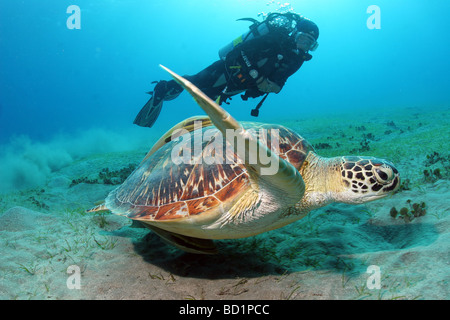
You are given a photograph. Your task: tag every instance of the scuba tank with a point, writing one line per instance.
(256, 29)
(284, 21)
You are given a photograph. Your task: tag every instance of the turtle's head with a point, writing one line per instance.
(366, 179)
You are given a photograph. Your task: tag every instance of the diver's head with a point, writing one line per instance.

| YOUR TASK |
Pictures aside, repeat every line of the data above exactly.

| WRITTEN SOLUTION |
You are given a photograph. Your task: tag every instance of the scuba tank with a point, writing one line per instance.
(256, 29)
(284, 21)
You are given a photograph. Your task: tag every instance of the turtle's head with a point, writing one line per instance.
(366, 179)
You are given a photograph. Your task: tag every instance of the diver's head with a point, writing one line per instance.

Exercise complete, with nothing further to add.